CONSIGNE A -> Recopiez mot pour mot le passage de l'extrait qui va de « Une augmentation des » jusqu'à « de santé (SNDS). » inclus.
CONSIGNE B -> Pour chaque affirmation, dites si l'extrait la confirme en répondant oui ou non, puis citez à l'identique les mots de l'extrait qui permettent de trancher. (i) En 2023, 5,49 % des 12-17 ans consomment des médicaments psychotropes. (ii) Entre 2010 et 2023, le nombre de délivrances d'antidépresseurs par an et par patient a augmenté de 137 %. (iii) La consommation de psychotropes chez les jeunes autistes a baissé entre 2010 et 2022.

EXTRAIT DE PAGE ->
——
Une augmentation des consommations qui se poursuit en 2023
Parmi les 12 contributions qui composent ce rapport, celle de Sébastien Ponnou, professeur des Universités en sciences de l’éducation, responsable scientifique du LabCom Eole (Observatoire épidémiologique et clinique de l’enfant et de l’adolescent), actualise les chiffres sur les consommations médicamenteuses à partir du système national de données de santé (SNDS).
La prévalence de la consommation de médicaments psychotropes chez les 3-17 ans est passée de 3,25 % en 2011 à 3,94 % en 2023. Cette année-là, elle est de 3,22 % chez les 6-11 ans, et de 5,49 % chez les 12-17 ans. Soit un total estimé à 486 220 enfants en 2023, est-il précisé.
Entre 2010 et 2023, le nombre de délivrances par an et par patient augmente pour les hypnotiques (+ 137 %), les antidépresseurs (+ 88 %), les antiépileptiques (+ 62 %), les neuroleptiques (+ 50 %) et les psychostimulants (+ 40 %). Les polyprescriptions sont fréquentes, alors que les effets sont peu étudiés chez l’enfant, de même que ceux d’une consommation à long terme, est-il déploré. Les auteurs dénoncent aussi en particulier une consommation élevée de psychotropes chez les jeunes autistes : de 31,8 % en 2010 à 36,8 % en 2022. Et des inégalités sociales : 30 % des enfants ayant reçu au moins un psychotrope vivent dans des conditions défavorables.
——
DONNÉES SOURCES ->
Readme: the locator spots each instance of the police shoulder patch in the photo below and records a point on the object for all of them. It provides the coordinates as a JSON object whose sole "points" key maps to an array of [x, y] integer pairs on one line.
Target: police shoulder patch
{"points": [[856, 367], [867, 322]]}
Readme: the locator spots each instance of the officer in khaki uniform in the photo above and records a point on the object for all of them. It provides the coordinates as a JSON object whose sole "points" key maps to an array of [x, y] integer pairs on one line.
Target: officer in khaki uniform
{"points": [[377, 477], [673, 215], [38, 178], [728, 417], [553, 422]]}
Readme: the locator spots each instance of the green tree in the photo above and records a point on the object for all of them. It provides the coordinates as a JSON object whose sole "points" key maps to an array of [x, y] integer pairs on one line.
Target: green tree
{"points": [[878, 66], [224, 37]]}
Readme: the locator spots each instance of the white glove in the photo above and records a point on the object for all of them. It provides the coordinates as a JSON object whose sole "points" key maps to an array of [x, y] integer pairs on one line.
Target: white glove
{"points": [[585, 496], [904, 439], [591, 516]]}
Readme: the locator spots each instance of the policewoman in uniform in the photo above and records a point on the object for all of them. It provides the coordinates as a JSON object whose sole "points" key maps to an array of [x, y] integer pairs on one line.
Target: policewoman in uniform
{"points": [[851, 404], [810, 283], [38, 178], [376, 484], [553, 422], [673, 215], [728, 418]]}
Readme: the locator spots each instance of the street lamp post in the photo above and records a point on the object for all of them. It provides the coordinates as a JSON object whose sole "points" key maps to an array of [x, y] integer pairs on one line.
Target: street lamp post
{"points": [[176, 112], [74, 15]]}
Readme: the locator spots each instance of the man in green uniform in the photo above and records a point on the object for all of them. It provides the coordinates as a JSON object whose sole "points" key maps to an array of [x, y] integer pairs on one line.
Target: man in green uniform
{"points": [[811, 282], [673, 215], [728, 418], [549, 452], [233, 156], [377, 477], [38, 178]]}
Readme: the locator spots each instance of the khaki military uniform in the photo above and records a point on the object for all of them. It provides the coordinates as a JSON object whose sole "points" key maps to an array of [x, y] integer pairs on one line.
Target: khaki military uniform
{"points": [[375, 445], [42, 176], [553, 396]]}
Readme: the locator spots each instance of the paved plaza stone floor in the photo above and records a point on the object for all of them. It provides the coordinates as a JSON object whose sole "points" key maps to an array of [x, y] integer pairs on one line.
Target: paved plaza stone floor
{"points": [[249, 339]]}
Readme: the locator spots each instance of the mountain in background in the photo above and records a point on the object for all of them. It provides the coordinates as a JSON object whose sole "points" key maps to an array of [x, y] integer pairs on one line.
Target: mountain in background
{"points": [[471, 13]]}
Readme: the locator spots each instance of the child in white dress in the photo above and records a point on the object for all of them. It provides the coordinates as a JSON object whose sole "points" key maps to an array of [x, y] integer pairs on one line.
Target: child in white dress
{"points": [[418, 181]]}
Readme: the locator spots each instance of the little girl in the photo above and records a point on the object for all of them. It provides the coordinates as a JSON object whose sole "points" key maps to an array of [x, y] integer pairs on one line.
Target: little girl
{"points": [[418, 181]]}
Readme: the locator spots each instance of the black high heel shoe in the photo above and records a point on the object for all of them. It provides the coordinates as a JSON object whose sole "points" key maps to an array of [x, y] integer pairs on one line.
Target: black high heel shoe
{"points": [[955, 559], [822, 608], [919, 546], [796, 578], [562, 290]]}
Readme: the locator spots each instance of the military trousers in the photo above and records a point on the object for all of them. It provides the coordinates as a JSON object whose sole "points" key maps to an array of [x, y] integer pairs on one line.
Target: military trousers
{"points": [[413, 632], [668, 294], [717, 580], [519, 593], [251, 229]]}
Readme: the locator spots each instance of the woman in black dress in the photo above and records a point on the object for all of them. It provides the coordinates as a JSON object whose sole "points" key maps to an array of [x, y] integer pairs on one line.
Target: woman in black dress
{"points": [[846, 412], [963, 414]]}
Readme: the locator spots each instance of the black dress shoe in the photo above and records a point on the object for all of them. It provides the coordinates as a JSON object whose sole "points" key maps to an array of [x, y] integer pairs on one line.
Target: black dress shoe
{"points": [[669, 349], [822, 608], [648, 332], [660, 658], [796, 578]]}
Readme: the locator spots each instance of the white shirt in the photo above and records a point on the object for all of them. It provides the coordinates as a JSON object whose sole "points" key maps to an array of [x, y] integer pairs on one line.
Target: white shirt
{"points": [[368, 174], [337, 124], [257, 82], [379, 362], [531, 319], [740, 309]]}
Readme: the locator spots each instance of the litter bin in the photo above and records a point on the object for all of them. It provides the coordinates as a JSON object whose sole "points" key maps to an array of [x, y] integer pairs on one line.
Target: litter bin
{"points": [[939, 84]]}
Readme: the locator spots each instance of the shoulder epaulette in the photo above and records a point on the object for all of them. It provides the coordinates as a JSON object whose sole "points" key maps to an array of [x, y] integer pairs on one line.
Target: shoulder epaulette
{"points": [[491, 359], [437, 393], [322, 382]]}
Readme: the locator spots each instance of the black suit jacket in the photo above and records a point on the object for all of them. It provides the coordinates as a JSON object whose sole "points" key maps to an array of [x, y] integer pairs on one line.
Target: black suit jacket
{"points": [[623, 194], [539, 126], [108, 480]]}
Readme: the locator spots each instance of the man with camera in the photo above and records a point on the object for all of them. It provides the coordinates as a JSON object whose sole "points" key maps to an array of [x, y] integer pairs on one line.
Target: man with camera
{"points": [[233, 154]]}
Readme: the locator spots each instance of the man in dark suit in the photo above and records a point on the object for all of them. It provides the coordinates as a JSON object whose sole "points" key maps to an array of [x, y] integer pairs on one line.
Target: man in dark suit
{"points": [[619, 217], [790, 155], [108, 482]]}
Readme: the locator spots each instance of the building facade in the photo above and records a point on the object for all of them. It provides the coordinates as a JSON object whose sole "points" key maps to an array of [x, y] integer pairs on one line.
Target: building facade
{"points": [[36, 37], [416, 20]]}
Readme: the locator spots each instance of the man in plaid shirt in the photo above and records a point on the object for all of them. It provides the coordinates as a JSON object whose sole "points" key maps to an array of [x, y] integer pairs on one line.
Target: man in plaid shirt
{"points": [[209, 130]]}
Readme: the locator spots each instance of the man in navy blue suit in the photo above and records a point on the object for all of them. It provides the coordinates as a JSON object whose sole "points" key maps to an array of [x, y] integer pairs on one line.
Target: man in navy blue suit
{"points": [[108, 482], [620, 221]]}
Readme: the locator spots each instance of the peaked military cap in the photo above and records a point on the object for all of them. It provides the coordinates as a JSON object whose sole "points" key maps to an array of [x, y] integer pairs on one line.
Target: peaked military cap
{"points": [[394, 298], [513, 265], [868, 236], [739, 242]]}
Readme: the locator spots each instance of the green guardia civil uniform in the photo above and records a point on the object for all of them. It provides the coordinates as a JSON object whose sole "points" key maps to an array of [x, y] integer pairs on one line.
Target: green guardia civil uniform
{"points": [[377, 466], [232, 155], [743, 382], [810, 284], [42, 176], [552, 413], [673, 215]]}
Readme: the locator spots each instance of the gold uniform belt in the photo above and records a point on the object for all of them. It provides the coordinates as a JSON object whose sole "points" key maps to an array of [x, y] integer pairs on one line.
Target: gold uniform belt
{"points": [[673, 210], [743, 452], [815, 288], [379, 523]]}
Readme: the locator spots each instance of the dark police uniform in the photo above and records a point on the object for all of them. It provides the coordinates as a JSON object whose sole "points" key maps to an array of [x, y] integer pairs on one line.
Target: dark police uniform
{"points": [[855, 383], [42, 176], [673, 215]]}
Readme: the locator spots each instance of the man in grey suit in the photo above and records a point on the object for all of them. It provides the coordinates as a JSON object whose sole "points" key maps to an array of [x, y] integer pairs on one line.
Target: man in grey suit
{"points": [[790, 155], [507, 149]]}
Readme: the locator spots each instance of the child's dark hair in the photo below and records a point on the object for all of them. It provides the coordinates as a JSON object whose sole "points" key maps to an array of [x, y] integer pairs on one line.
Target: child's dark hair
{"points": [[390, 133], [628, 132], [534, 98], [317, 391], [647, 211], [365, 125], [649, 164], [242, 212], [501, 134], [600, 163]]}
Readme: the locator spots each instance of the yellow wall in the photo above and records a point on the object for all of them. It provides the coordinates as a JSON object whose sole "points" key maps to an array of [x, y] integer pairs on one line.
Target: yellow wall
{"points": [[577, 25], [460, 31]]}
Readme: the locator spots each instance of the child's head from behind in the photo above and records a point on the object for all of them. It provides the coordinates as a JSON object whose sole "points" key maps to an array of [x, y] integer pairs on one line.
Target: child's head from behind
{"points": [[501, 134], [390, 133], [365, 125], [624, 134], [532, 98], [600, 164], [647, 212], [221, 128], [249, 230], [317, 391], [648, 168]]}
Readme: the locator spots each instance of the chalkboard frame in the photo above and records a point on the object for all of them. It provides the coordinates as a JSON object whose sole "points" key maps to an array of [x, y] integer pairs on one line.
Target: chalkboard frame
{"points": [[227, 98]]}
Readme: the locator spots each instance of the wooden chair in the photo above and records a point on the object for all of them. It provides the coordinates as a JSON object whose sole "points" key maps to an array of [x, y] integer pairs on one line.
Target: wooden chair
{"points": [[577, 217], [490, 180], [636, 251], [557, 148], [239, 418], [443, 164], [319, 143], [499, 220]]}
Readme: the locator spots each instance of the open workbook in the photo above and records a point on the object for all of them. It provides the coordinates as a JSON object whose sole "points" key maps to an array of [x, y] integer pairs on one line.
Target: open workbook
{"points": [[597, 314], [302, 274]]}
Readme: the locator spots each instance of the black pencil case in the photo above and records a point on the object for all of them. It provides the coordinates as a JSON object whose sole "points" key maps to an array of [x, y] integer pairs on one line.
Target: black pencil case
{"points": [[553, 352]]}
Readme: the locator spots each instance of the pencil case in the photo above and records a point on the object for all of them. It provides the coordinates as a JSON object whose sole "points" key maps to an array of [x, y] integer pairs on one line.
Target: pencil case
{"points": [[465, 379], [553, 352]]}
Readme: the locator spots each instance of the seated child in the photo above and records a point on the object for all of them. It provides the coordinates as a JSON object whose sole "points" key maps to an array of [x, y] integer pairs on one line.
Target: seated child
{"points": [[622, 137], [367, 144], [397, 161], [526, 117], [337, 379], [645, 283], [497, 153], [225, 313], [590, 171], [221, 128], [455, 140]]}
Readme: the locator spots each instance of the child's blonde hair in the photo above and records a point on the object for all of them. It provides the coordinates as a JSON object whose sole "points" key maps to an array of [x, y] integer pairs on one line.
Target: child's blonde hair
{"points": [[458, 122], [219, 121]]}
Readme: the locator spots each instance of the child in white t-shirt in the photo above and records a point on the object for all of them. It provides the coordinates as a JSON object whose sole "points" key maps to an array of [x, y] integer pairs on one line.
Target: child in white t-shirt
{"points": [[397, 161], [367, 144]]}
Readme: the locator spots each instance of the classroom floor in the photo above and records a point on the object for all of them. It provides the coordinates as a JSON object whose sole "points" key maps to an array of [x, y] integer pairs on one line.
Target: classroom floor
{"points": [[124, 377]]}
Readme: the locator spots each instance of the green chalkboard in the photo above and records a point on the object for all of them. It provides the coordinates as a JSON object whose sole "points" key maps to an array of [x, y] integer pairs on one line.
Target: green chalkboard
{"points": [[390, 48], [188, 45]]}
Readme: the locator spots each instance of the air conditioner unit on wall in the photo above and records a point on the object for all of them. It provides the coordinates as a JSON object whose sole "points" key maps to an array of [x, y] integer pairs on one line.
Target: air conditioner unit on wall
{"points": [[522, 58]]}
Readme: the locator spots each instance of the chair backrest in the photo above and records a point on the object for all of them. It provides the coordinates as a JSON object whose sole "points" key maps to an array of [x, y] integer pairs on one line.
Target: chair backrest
——
RÉPONSE ATTENDUE A ->
Une augmentation des consommations qui se poursuit en 2023
Parmi les 12 contributions qui composent ce rapport, celle de Sébastien Ponnou, professeur des Universités en sciences de l’éducation, responsable scientifique du LabCom Eole (Observatoire épidémiologique et clinique de l’enfant et de l’adolescent), actualise les chiffres sur les consommations médicamenteuses à partir du système national de données de santé (SNDS).

RÉPONSE ATTENDUE B ->
(i) Oui : « de 5,49 % chez les 12-17 ans ».
(ii) Non : « les hypnotiques (+ 137 %), les antidépresseurs (+ 88 %) ».
(iii) Non : « de 31,8 % en 2010 à 36,8 % en 2022 ».